Given records.
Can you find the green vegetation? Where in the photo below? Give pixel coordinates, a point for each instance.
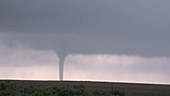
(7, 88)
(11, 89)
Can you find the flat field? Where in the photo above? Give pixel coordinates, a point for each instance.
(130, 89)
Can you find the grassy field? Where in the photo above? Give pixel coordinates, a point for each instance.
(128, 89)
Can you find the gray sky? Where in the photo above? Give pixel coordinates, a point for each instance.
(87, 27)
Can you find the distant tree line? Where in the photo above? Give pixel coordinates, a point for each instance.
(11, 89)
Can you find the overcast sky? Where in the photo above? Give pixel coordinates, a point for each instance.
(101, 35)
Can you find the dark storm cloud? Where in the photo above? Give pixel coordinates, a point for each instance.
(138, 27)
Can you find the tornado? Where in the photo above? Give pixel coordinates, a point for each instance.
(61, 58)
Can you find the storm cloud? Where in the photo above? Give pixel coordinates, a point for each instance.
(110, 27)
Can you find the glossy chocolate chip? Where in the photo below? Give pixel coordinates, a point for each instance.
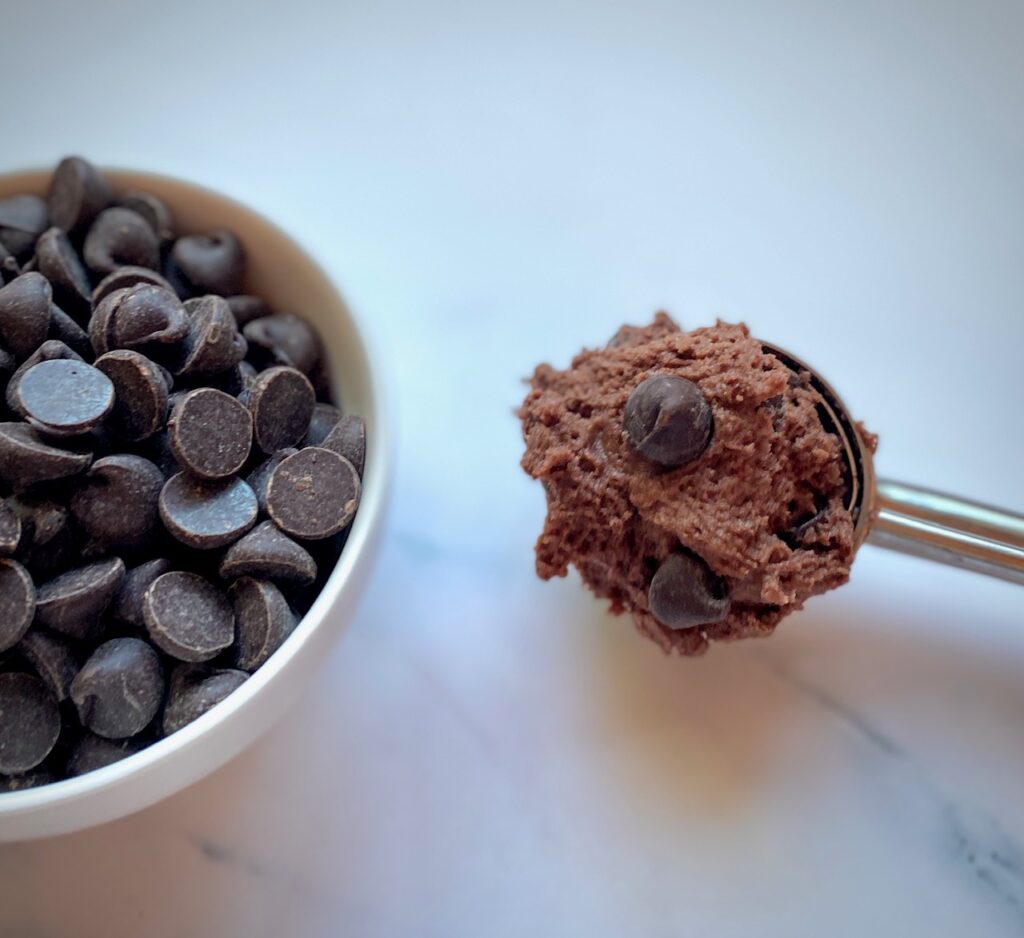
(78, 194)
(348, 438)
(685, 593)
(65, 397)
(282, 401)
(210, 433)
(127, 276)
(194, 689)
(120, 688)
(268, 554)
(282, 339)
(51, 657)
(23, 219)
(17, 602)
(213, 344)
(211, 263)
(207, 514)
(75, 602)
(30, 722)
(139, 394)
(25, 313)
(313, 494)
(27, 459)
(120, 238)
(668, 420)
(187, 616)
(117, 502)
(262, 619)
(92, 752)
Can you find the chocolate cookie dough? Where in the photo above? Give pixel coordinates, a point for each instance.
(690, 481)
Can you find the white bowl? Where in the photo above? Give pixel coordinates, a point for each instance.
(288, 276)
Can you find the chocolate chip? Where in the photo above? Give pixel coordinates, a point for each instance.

Task goal. Please quote all of the entries above word for word, leaving the pictures out of your answer.

Final answer.
Can you find the green vegetation? Where in the photo below? Give pixel coordinates, a point for each instance.
(7, 88)
(11, 89)
Can you find the flat field? Where in the photo above? Give pixel coordinates, a point for each instance.
(130, 89)
Can you find the grassy field? Where in the photo above? Give pixel coordinates, a point for each instance.
(128, 89)
Can you find the gray sky? Where in the photo above? Give pixel coordinates, a point for each instance.
(87, 27)
Can you find the distant tree line? Where in the photo above? Give pixel coordinates, a point for each instance.
(11, 89)
Can you find the overcast sky? Where in the photo above? Give pixel coordinates, a point for each instance.
(101, 35)
Can you find the dark storm cloud? Where in the photo above? Give pixel coordinates, a point for each instance.
(138, 27)
Can you find the tornado? Where in the photo above? Give pixel coordinates, a point for each instance.
(61, 58)
Can you find the storm cloud? Where in the photo above? Give pixel coordinates, a point for each instance.
(110, 27)
Can you find the glossy chocolate chip? Where in the photo below? Give pixel coordinates, a point for each instance.
(78, 194)
(348, 438)
(685, 593)
(65, 397)
(282, 401)
(210, 433)
(127, 276)
(194, 689)
(120, 688)
(268, 554)
(282, 339)
(51, 657)
(23, 219)
(17, 602)
(213, 344)
(211, 263)
(207, 514)
(75, 602)
(30, 722)
(139, 394)
(25, 313)
(313, 494)
(27, 459)
(120, 238)
(668, 420)
(187, 616)
(117, 502)
(262, 619)
(92, 752)
Can you find the chocolate cookie dough? Where in the photo above? Give pixel coordinates, a point for each instance.
(690, 481)
Can you find the white bowl? Where in the photo above? Give pixel coordinates, a point for each instance.
(288, 276)
Can you find the chocolate chip? Where in the photo above? Give pixel coordinates, a point for each instance.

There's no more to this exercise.